* **EXTRAIT À LIRE**
En mon âme et conscience

En tant que rapatrieur je n’étais pas salarié. J’agissais en tant que travailleur indépendant et je n’avais aucun rapport de subalterne vis-à-vis des sociétés d’assistance ou les transmetteurs d’ordres. Je devais donc à chaque fois juger en mon âme et conscience si je pouvais faire la mission, ou pas. Les dossiers de patients que j’avais entre les mains étaient souvent très succincts. Dans un certain nombre de cas, l’état clinique du patient ne correspondait absolument pas à la façon dont les faits étaient présentés. Dans ces situations, je me rendais compte de l’état du malade une fois en face de lui, et il m’est arrivé de refuser d’effectuer le rapatriement.

* **Enregistrements issus d'une collecte de données**
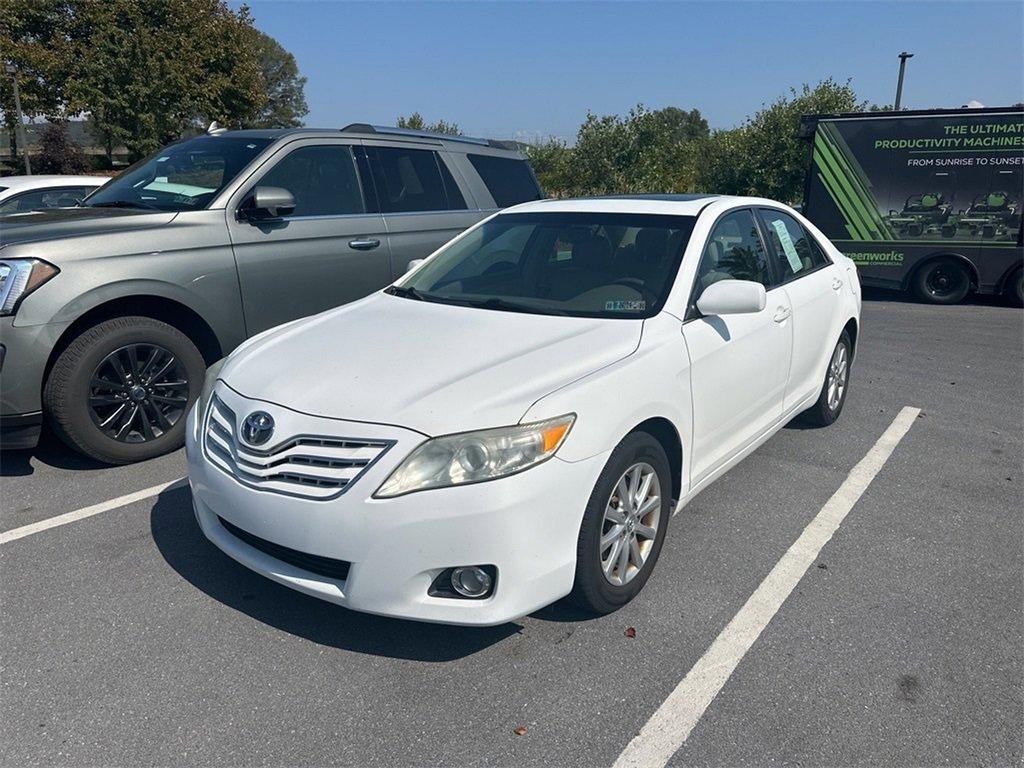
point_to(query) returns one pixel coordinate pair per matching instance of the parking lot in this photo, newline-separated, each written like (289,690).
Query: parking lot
(130,640)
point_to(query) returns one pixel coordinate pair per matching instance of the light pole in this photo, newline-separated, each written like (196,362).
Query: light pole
(899,83)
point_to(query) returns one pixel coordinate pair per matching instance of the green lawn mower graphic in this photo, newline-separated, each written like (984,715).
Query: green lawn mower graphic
(927,213)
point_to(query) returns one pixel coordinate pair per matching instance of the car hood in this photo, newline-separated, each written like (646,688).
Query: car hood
(56,223)
(428,367)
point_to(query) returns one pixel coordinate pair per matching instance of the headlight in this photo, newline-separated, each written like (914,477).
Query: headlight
(18,278)
(475,457)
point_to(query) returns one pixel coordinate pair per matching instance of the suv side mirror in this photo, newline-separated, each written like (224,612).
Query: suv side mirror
(267,203)
(732,297)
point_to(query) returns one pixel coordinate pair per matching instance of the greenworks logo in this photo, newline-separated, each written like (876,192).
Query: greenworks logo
(888,258)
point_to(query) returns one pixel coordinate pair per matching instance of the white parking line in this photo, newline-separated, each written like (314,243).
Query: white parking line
(95,509)
(671,725)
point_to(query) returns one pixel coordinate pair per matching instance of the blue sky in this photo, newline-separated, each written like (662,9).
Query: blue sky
(530,69)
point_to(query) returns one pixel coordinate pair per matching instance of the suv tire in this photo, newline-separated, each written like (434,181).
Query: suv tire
(593,590)
(152,375)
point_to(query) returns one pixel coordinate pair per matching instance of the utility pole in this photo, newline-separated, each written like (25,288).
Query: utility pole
(899,83)
(12,71)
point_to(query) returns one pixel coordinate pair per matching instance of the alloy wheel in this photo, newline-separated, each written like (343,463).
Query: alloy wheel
(838,371)
(630,527)
(138,392)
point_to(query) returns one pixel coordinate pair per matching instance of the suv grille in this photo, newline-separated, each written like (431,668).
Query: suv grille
(309,466)
(318,564)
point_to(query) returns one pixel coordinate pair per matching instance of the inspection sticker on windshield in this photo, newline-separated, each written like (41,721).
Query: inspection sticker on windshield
(625,306)
(791,251)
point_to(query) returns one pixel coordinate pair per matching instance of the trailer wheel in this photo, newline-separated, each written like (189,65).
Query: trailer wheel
(942,282)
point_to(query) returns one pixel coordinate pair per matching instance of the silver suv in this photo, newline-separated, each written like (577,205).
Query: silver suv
(111,311)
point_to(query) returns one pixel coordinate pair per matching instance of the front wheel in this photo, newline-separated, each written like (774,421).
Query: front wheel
(942,282)
(624,525)
(834,389)
(120,391)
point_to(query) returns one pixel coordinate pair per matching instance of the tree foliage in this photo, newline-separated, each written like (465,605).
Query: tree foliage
(284,89)
(146,71)
(58,153)
(416,122)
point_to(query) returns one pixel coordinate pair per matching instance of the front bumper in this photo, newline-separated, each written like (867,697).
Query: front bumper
(526,525)
(26,350)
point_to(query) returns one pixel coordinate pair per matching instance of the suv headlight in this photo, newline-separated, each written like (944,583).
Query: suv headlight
(475,457)
(18,278)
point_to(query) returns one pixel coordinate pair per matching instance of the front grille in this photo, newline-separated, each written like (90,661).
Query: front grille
(309,466)
(324,566)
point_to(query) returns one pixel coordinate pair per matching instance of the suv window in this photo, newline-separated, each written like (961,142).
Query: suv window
(734,251)
(323,179)
(413,180)
(509,181)
(796,251)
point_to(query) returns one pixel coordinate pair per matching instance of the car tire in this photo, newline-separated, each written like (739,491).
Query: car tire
(593,590)
(829,403)
(942,282)
(130,417)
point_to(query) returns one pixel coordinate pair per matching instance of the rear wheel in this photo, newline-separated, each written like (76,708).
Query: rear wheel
(834,389)
(942,282)
(624,526)
(121,390)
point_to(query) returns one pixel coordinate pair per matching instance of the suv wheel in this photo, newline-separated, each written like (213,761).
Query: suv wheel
(121,390)
(624,526)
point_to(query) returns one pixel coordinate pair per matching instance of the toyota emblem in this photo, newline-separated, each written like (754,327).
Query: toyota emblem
(257,428)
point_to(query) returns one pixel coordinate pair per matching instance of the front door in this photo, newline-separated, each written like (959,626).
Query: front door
(328,252)
(739,364)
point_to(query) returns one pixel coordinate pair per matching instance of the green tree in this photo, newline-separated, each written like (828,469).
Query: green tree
(765,157)
(416,122)
(58,153)
(284,88)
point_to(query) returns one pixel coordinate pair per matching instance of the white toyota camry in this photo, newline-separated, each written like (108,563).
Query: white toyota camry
(516,419)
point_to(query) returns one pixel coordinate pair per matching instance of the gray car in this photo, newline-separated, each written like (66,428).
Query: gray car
(111,311)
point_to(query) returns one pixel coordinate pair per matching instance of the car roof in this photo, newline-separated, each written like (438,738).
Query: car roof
(44,180)
(666,205)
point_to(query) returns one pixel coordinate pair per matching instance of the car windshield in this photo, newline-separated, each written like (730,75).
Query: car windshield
(581,264)
(184,176)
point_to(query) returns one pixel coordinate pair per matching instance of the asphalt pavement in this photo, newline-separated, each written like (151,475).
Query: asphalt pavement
(127,639)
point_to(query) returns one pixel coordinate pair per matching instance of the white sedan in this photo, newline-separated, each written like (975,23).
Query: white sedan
(516,419)
(25,194)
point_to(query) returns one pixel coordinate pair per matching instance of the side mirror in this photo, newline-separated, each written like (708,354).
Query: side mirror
(267,203)
(732,297)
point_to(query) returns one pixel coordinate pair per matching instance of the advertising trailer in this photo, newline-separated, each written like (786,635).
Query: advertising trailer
(922,201)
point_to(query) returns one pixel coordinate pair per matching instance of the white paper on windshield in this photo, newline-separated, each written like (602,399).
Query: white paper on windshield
(791,250)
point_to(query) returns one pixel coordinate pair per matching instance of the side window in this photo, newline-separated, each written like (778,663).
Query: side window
(734,251)
(509,181)
(323,179)
(413,180)
(796,251)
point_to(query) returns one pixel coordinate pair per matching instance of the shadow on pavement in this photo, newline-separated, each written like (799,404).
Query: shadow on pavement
(51,452)
(182,545)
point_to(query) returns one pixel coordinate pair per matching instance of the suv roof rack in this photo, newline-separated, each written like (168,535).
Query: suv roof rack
(367,128)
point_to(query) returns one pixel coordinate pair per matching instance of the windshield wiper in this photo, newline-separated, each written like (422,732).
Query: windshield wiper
(123,204)
(512,306)
(406,292)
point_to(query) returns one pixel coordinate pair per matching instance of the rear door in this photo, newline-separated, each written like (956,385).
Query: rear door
(812,284)
(331,250)
(739,363)
(422,203)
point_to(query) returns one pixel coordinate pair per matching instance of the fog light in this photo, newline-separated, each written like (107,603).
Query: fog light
(471,581)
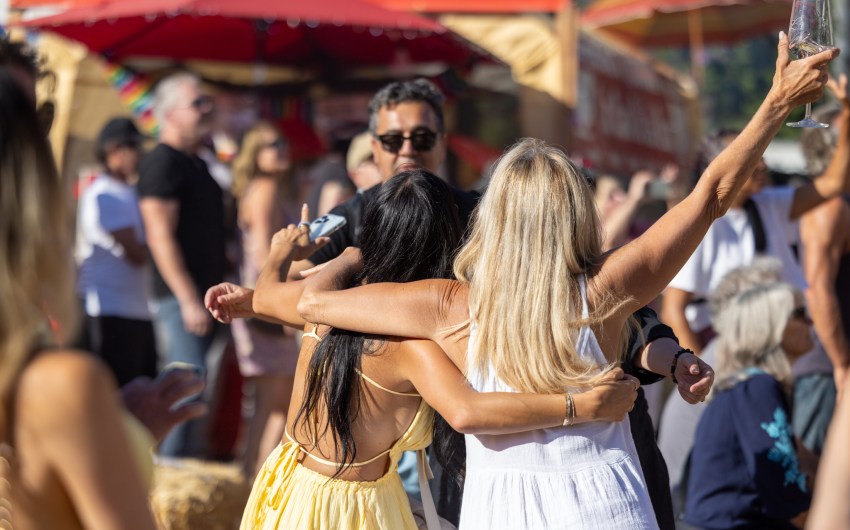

* **CONSIGNES**
A - Reformulez sous forme de liste le paragraphe du texte sur le rapatriement qui commence par « En tant que rapatrieur », en gardant ses faits principaux.
B - Poursuivez, s'il vous plaît, le texte sur le rapatriement à partir de sa dernière phrase.
Le matériel ci-dessus n'a aucun lien avec le texte sur le rapatriement.

* **EXERCICES CORRIGÉS**
A -
- Statut : travailleur indépendant et non salarié, sans rapport de subalterne avec les sociétés d'assistance ou les transmetteurs d'ordres.
- Décision : pour chaque mission, jugement en âme et conscience sur la possibilité de l'effectuer ou non.
- Dossiers des patients : souvent très succincts.
- Écarts : dans un certain nombre de cas, l'état clinique du patient ne correspondait absolument pas à la présentation des faits.
- Conséquence : une évaluation de l'état du malade une fois face à lui, avec parfois un refus d'effectuer le rapatriement.

B -
Je peux citer plusieurs exemples. Je me souviens particulièrement d’un malade séropositif "qui allait bien", que la régulation médicale me demandait d’aller chercher du sud du Brésil à Paris. A mon arrivée auBrésil, je me rends compte que le malade que j’examine est bien différent de celui présenté par la régulation. Son état clinique était catastrophique : perfusions, diarrhées profuses, fièvre à 40°, vomissements, pneumocystose, suspicion de tuberculose… Ce malade était en fait en stade terminal de sida.

Du côté de la société d’assurance, le médecin se moquait complètement des problèmes et des risques qu’aurait engendré le transport de ce patient. Il fallait que je le ramène en France, point barre. Par exemple, le malade avait trois ou quatre perfusions, mais les lignes intérieures brésiliennes refusaient le transport de patients perfusés. A Paris on me répondait qu’il n’y avait qu’à les enlever. De toute manière, la société était tranquille à partir du moment où j’acceptais le transport d’un patient, j’en étais le seul responsable. J’ai bien entendu décidé de refuser le transport de ce patient qui ne pouvait clairement pas voyager en position assise. Il est d’ailleurs décédé le lendemain. Si j’avais accepté le rapatriement, il serait sans doute mort dans l’avion. La famille aurait pu porter plainte contre moi.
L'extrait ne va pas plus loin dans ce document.